**TASK BRIEF:** Dropping every picture, set down exactly the lines in the entries below, starting with the line with "Please place a point on the cloudy" and going on through the line with "Please place a point on the chamomile".

─── DATA TO PROCESS ───

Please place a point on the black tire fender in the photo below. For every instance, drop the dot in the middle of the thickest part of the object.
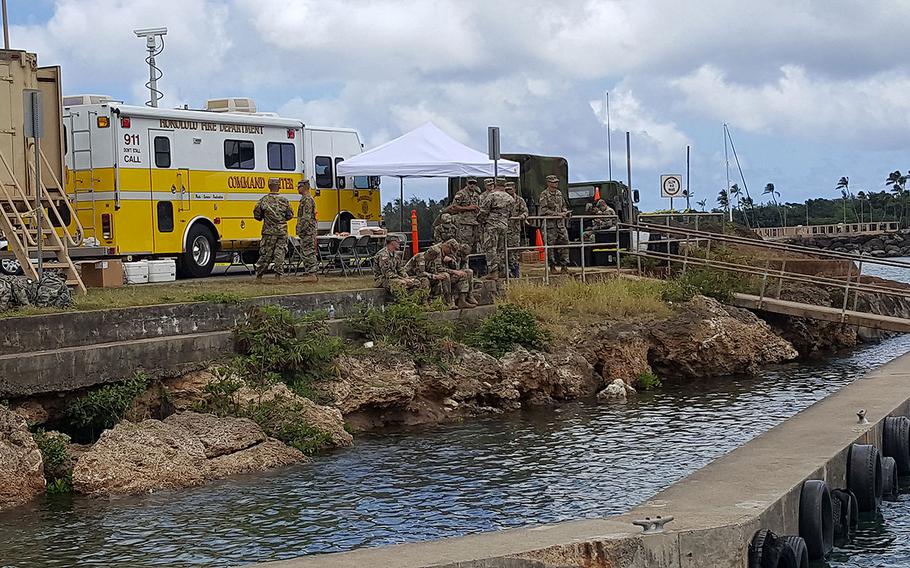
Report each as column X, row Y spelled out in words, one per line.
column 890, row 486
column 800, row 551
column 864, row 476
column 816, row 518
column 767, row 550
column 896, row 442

───
─── DATA TO PROCESS ───

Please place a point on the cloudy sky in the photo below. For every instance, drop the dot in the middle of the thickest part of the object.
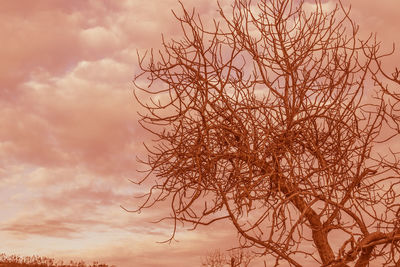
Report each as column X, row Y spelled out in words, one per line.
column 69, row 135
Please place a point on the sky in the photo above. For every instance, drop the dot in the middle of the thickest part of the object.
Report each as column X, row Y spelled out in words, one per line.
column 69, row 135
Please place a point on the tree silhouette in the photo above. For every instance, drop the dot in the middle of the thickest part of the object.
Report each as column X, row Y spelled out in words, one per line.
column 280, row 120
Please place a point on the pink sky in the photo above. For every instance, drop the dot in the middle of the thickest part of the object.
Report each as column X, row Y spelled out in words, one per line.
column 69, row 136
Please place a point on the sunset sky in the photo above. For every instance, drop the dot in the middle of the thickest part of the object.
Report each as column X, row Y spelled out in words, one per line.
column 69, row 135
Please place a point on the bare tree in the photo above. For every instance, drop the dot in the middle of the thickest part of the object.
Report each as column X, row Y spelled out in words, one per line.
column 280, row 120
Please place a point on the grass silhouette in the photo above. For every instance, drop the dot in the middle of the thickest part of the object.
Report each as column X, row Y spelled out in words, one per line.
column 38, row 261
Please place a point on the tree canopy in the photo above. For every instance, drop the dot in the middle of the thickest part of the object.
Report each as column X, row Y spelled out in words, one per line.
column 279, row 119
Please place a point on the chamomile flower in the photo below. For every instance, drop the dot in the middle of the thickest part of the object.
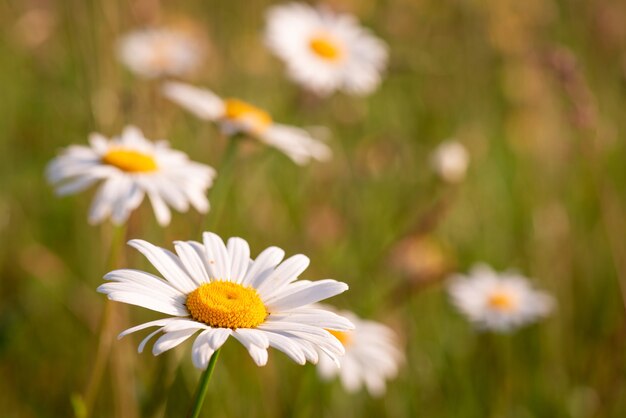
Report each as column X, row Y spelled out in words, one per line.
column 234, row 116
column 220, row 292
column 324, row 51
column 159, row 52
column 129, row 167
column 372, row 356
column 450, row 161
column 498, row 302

───

**ANSWER TO THIS PROBLEM:**
Please place a point on the cloudy sky in the photo below. For every instance, drop the dot in the middle of the thickest part of the object.
Report each as column X, row Y spelled out in words, one per line.
column 69, row 135
Please place a point on the sky in the photo above. For every instance, drop the dot in the middle of the thickest part of the object.
Report each as column X, row Y spelled out in words, one per line.
column 69, row 135
Please place a point on the tree silhouette in the photo above. For every instance, drop the dot in the middle of the thickest part of the object.
Report each as column X, row Y spelled out in words, one per line.
column 280, row 120
Please place a point on the pink sky in the photo above. For every instance, drop the dot in the middle of the thickest part of the object.
Report each as column X, row Y spelled out in words, one per line.
column 69, row 136
Please place a point on the sunset sky in the photo above. For every instance, drop the dot in the middle of the thickest part of the object.
Report each as column X, row Y spelled out in words, one per line.
column 69, row 135
Please place a point on the bare tree in the photo above. For every instance, drop the dot in the middle of the thickest part of the object.
Report each as column X, row Y spelled out in words, one per line.
column 280, row 120
Please place a point on the grass silhouette in the photo above. For every instance, drop the dot in the middle of the thickest part of the object.
Report each as column X, row Y spelled out in words, one per line.
column 38, row 261
Please place a point on the tree canopy in the photo above. For every instance, drop the dot in the middle of the thickest part of the object.
Report each as column X, row Y spelled out in words, one per line.
column 279, row 119
Please place a point on the chamomile flower in the photo below. For every instance, drop the dot in the middle of the thickest part of the object.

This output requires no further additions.